• Activity list:
A) Retype the part of the Walgreens passage starting at "First, the company" and ending at "by mail order.", with no changes.
B) Using the Walgreens passage, mark each statement yes or no, and quote the words that decide it. (i) Greg Wasson became chief executive of Walgreens in 2009. (ii) CVS merged with one of the largest health insurers. (iii) Walgreens acquired the two biggest workplace health clinic businesses.
C) Carry on writing the Walgreens passage, starting right after its last sentence.

• Given text:
Second, employers began to mandate that employees in their health insurance plans fill their prescriptions via mail order to cut costs.

Third, a major competitor, CVS, merged with one of the largest managers of pharmacy benefit plans to provide a more comprehensive offering to consumers, employers and health insurers. As a result, some customers were worried that health insurers would stop reimbursing prescriptions filled at Walgreens.

The strategy
After almost three decades at Walgreens, Greg Wasson became the president of the company in 2007 and chief executive in 2009. Moving with the legitimacy of someone with deep roots in the institution, he tried to quickly reposition Walgreens as an indispensable partner to employers and insurers.

First, the company acquired the two biggest workplace health clinic businesses and established itself as the clear market leader in that industry. As part of this process, it used its retail locations to serve employees outside of working hours and to help care for their dependants. This cemented relationships with employers who otherwise might have asked employees to get their prescriptions filled by mail order.

• Data to examine:
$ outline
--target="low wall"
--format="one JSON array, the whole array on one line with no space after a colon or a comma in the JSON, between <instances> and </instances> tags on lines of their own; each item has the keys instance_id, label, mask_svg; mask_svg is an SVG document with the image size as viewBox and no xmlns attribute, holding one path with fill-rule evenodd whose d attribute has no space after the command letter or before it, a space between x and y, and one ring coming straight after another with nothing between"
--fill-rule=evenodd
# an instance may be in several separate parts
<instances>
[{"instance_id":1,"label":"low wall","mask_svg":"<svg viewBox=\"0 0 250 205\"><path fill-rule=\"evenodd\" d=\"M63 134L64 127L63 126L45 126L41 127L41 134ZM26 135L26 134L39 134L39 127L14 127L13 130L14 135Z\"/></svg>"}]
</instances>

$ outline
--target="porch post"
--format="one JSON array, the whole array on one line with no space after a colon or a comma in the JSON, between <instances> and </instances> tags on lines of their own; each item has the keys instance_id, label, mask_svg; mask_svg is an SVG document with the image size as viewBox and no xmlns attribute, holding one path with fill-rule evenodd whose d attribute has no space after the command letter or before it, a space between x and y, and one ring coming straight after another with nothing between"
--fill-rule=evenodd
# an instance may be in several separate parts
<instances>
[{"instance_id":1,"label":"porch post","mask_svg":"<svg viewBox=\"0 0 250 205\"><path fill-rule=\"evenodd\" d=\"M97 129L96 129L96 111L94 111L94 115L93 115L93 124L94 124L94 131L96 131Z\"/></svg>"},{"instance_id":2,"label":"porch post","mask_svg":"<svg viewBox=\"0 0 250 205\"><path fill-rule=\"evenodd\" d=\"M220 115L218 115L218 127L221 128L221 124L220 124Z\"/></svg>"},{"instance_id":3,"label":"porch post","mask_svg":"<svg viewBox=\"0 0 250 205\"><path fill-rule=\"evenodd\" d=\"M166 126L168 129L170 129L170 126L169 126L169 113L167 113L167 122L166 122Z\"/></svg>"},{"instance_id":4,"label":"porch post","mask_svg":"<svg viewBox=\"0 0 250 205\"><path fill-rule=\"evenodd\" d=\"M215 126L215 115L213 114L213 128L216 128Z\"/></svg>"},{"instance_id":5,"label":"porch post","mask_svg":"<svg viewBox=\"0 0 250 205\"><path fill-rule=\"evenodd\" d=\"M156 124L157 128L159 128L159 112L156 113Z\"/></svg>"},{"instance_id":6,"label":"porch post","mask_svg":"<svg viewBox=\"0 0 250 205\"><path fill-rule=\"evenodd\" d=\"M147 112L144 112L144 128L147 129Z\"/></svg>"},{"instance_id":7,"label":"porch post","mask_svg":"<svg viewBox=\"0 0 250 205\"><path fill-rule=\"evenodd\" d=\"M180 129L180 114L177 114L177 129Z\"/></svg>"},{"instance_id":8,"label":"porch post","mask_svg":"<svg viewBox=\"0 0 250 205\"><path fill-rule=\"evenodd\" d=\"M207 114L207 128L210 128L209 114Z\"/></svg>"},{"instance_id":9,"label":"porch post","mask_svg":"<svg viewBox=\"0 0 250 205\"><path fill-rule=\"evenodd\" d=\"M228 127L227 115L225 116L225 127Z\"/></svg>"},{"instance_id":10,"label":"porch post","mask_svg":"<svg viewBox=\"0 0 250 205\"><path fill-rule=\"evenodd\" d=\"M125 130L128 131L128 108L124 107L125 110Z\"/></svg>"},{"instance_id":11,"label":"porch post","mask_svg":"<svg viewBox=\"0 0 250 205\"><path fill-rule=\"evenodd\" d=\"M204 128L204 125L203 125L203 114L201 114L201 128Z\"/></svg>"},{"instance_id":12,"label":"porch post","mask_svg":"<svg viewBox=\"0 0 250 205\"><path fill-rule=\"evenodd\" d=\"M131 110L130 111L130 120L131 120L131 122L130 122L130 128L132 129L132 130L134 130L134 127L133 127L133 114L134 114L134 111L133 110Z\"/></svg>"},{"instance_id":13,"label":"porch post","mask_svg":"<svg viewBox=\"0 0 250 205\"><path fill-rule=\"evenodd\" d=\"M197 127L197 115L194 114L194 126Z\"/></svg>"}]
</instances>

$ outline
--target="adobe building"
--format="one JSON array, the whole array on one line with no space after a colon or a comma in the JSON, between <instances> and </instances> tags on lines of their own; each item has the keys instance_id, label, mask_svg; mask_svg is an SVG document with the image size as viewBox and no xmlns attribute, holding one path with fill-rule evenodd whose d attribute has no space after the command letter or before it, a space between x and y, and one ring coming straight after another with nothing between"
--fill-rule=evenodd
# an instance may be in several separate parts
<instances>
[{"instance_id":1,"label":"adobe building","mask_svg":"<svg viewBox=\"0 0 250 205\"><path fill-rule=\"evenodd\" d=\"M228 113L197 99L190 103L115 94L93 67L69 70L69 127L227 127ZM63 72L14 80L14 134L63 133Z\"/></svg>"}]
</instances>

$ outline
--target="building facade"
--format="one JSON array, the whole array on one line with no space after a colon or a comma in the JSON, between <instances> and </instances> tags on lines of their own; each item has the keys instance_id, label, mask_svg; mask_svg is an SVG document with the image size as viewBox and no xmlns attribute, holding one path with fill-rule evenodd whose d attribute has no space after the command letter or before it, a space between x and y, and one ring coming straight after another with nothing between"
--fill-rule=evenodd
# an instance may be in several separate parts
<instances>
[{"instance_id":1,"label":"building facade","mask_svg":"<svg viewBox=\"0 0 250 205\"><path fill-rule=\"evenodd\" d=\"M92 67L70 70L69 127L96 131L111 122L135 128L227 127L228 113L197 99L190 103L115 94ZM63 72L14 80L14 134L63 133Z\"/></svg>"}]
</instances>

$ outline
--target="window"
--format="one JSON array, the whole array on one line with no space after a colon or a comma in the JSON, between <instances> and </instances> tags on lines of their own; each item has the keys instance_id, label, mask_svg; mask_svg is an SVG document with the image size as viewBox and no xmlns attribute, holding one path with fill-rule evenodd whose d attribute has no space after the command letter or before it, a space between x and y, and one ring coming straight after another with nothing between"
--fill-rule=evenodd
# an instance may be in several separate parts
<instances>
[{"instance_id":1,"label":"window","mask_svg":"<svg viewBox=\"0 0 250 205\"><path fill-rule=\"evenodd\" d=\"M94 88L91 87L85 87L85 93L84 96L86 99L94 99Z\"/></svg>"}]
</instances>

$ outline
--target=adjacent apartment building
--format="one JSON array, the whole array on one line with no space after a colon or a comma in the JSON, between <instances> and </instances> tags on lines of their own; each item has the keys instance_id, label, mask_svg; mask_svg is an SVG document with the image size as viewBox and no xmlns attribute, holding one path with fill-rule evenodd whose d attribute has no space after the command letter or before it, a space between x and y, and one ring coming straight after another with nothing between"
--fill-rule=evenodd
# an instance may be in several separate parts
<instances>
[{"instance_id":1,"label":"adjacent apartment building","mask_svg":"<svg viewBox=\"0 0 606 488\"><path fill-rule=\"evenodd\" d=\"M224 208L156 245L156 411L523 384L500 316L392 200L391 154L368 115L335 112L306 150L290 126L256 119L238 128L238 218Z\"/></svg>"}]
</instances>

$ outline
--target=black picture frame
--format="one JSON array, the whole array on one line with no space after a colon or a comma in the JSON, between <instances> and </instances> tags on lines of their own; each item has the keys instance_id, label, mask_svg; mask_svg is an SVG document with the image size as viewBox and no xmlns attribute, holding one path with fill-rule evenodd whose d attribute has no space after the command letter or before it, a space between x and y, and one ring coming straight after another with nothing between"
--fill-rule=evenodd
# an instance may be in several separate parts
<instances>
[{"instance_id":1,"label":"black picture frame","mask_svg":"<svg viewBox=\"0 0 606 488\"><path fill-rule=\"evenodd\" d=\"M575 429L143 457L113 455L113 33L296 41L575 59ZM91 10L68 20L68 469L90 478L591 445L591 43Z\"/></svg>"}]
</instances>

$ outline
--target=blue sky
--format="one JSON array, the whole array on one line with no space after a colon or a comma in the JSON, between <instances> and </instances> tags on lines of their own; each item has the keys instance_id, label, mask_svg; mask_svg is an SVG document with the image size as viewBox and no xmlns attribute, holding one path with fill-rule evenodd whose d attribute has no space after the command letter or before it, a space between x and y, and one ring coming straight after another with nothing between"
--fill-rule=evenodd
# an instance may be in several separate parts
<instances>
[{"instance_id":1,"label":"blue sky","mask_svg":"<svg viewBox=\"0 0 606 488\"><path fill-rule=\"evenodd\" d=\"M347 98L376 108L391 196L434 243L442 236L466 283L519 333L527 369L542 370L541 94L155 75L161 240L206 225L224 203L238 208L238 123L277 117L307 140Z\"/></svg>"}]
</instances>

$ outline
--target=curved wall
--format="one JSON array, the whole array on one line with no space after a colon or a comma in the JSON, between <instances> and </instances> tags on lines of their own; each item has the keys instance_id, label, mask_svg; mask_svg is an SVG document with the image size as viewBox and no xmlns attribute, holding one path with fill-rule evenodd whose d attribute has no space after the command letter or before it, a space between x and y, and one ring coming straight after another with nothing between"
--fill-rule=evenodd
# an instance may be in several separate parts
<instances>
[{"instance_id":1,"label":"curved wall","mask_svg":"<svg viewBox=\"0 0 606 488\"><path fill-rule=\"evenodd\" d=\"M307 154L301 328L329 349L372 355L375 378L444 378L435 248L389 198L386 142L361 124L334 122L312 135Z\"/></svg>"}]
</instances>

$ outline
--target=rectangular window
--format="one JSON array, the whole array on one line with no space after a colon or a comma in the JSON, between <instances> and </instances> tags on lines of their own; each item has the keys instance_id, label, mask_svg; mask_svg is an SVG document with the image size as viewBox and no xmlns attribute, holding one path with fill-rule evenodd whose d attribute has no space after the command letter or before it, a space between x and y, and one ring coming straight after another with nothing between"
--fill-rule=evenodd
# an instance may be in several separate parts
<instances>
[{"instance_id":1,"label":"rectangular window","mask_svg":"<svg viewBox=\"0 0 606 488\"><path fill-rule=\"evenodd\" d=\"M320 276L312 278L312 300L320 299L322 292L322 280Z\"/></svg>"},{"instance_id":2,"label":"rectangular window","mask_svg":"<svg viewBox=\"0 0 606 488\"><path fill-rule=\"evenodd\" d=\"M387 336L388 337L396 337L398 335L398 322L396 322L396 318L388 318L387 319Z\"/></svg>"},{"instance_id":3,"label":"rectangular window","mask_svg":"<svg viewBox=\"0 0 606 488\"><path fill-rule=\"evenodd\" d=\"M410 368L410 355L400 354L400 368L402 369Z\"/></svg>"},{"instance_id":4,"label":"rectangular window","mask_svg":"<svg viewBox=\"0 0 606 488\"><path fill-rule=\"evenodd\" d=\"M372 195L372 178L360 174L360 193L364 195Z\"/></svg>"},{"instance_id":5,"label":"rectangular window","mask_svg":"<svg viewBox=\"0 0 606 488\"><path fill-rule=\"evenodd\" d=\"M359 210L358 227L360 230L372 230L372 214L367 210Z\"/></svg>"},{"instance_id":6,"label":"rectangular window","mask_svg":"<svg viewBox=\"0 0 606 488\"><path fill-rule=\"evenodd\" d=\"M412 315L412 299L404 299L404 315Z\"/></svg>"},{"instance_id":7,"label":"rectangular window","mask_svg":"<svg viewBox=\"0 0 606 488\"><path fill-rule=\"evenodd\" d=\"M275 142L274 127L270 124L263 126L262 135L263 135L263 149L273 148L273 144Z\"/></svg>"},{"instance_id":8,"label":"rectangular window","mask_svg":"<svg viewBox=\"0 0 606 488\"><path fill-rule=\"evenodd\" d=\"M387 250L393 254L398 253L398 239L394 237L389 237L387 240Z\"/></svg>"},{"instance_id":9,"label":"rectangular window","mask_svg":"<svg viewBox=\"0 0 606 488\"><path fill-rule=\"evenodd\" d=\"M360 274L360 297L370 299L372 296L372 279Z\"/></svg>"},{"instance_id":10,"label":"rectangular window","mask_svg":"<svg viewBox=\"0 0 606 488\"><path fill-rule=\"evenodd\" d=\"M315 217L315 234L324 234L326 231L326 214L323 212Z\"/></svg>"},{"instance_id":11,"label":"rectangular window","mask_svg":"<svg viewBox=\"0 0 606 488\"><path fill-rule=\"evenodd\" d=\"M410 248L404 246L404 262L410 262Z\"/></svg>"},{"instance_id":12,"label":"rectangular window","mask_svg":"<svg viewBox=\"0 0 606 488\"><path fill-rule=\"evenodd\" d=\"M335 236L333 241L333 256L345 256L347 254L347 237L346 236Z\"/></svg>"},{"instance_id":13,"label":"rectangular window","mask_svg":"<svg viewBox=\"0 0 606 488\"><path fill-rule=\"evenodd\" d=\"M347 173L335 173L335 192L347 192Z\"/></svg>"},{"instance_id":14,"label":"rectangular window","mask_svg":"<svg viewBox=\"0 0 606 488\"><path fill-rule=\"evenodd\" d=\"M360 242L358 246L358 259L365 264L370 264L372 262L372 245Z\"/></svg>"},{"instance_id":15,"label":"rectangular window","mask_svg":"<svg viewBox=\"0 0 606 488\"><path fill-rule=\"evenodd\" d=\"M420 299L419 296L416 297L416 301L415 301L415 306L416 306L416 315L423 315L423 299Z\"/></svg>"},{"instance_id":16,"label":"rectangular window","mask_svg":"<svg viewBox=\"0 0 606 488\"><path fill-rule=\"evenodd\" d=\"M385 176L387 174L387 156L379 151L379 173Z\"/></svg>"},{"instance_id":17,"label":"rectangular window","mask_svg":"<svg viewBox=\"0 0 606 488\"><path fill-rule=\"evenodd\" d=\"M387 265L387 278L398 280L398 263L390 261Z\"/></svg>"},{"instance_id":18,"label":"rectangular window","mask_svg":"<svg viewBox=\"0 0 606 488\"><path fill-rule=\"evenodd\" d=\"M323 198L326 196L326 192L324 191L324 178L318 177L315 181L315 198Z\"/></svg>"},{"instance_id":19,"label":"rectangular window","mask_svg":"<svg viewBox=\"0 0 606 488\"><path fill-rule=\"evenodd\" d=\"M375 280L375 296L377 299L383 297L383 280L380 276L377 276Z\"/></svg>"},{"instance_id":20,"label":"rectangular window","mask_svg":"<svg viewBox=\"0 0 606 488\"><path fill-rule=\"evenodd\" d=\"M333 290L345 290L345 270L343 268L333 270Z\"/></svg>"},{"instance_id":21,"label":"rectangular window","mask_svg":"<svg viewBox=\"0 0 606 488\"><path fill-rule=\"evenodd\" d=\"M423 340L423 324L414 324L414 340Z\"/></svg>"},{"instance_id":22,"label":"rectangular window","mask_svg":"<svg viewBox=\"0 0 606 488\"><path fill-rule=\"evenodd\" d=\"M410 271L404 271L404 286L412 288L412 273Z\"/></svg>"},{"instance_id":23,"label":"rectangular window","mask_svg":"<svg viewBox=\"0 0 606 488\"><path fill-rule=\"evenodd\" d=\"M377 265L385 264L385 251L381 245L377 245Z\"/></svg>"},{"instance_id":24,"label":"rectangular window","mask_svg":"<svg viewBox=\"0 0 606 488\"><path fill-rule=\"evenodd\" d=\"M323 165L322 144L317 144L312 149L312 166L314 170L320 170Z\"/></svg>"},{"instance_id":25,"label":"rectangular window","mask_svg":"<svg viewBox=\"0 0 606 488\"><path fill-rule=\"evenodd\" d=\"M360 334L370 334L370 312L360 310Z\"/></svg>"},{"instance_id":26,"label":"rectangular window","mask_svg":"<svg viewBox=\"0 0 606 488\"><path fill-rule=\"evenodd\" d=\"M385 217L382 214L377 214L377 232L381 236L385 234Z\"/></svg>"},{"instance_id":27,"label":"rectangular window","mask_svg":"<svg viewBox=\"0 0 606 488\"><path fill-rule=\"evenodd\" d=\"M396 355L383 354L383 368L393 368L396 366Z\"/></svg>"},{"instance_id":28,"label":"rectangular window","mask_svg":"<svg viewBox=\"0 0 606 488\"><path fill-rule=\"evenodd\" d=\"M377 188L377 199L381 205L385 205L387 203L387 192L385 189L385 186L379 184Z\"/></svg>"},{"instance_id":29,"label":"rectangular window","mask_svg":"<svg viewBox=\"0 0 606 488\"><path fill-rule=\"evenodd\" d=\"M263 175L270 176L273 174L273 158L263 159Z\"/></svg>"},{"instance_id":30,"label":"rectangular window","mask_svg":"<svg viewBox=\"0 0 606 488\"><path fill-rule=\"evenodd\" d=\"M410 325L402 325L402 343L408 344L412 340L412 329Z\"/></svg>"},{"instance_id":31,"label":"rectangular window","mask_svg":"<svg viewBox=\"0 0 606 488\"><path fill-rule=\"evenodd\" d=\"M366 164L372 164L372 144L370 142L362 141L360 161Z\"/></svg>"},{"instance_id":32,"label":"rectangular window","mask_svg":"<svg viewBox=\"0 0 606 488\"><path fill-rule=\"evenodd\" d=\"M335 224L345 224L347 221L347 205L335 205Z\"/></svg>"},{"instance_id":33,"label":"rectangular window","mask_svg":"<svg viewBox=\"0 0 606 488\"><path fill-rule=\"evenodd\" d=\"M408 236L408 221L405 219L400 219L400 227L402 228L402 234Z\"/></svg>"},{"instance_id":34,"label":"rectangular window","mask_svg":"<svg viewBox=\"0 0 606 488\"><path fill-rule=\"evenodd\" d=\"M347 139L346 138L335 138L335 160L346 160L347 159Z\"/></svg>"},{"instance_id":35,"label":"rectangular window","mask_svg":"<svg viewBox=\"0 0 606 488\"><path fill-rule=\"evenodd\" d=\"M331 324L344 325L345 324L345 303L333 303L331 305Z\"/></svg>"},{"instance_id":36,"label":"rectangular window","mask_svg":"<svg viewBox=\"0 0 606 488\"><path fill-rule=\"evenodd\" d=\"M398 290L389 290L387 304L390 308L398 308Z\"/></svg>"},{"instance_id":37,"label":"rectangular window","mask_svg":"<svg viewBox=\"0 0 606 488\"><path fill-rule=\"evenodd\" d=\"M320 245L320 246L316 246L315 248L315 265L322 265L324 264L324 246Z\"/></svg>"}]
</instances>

• Responses:
A)
First, the company acquired the two biggest workplace health clinic businesses and established itself as the clear market leader in that industry. As part of this process, it used its retail locations to serve employees outside of working hours and to help care for their dependants. This cemented relationships with employers who otherwise might have asked employees to get their prescriptions filled by mail order.

B)
(i) Yes: "chief executive in 2009"
(ii) No: "merged with one of the largest managers of pharmacy benefit plans"
(iii) Yes: "the company acquired the two biggest workplace health clinic businesses"

C)
At the same time, the company developed new ways to leverage its convenient locations to serve health insurers. For example, in-depth, multisession counselling by pharmacists was offered to people with chronic diseases.

It also rolled out walk-in clinics in hundreds of its stores to aid customers with minor ailments at a much lower cost than physicians or emergency rooms offered.

Far from steering consumers away from Walgreens, insurers began incentivising people to use the company’s services.

The results
The new businesses have derived big competitive advantages from the core pharmacy business, while simultaneously protecting that business from key threats.

Company revenue and operating income have grown over the past four years, even while the recession weakened merchandise sales at the front of the stores. Walgreens has become the in-house supplier of healthcare services at hundreds of large companies and has developed into a partner to major health insurers in counselling their most costly members.

It has also expanded its share of prescriptions and developed new revenue streams from services such as counselling.

The lessons
A company facing competitors with asymmetric advantages needs to find ways to change the game. The seemingly vulnerable core business may contain hidden assets – such as underused pharmacists, long opening hours and convenient locations – that could boost new offerings.

By stepping outside of how its industry has traditionally defined itself, a company can evaluate the broad range of challenges faced by important customers or business partners, and it can leverage hidden assets to meet these needs in ways that few others can.